• _Extract to read_
Start of Block

Can Fanning’s Rightwing Radicals stop the CSKT Water Compact?

by Dr. Ed Berry

On May 21, 2015, Robert Fanning, Elaine Willman, and other dissatisfied opponents of the Confederated Salish and Kootenai Tribes (CSKT) Water Compact met in Billings, Montana, with New York lawyer Larry Kogan. They hope to block the Compact in Congress.

On June 2, 2015, Fanning formed Regulatory Lawfare Relief, LLC (RAR), a single-member LLC with Fanning the only member. Missoula attorney Quentin Rhodes is RAR’s Registered Agent.

New York attorney Larry Kogan will represent Fanning’s attempt to stop the Compact in the US Congress. Attorney Matt Monforton, also Representative of Montana’s House District 69 who voted against the Compact, will be Kogan’s legal base in Montana.

On August 12, 2015, Fanning’s RAR hosted a public meeting in Kalispell. Attending were about 100 tea party radicals. Speakers were attorney Larry Kogan, Matt Monforton, and rightwing activist Elaine Willman. Prominent attendees were Agenda 21 activist Dan Happel, Robert Fanning and his dog.

End of Block

• _Data for analysis_
Start of Block

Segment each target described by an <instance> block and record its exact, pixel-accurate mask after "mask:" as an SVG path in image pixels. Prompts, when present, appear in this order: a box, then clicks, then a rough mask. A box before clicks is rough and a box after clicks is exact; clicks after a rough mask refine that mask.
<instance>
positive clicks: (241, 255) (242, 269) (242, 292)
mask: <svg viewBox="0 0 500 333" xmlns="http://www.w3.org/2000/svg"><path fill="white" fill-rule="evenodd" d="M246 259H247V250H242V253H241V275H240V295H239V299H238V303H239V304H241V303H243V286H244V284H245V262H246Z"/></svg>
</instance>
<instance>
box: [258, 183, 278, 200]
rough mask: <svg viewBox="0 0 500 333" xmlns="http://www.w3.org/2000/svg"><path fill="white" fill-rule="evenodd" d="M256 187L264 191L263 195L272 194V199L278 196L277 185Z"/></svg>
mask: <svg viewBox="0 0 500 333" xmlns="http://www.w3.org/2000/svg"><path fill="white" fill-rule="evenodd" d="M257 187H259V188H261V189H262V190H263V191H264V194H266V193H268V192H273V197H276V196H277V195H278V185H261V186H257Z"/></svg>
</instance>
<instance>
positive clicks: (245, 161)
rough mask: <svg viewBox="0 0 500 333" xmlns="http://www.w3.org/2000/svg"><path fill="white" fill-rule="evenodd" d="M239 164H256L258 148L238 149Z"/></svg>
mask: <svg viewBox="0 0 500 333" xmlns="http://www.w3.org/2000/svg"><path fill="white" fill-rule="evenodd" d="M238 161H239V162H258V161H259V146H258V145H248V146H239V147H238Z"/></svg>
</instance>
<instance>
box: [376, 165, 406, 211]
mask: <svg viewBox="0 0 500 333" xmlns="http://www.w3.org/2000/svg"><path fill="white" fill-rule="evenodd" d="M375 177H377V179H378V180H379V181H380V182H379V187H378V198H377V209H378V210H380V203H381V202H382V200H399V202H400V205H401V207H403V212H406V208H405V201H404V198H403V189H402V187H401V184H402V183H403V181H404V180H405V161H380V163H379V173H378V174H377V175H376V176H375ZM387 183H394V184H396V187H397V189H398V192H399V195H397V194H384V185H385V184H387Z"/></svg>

End of Block

Pick up the article on efforts to stop the CSKT Water Compact, which appears above the items, and continue it from its last sentence.

Also attending were former Representative Derek Skees (to whom I said “Hello” and shook hands), former Senator and Representative Jerry O’Neil, and Flathead County Commissioner Phil Mitchell. At least two outsiders attended: me and Daily Inter Lake reporter Samuel Wilson.

Kogan and Monforton spoke to their choir. They hope to stop Congressional approval of the Compact via lawsuits and by appeal to Montana Congressman Ryan Zinke.

Will their plan work? Let’s review their plan to find out.

Here is a summary of the history of the CSKT Water Compact.

In the 1970’s, Montana’s Indian tribes, with the support of the federal government, began water-rights lawsuits to clarify Indian water claims. These lawsuits proved to be costly and time consuming so Montana searched for a better way to resolve its Indian water issues.

Montana’s 1979 Legislature created its Reserved Water Rights Compact Commission and gave it the duty and power to negotiate and “conclude” water compacts with Montana’s seven tribes.

This legislative action made Montana the only state to obtain the right to negotiate Indian water issues rather than attempt to resolve the issues by thousands of lawsuits.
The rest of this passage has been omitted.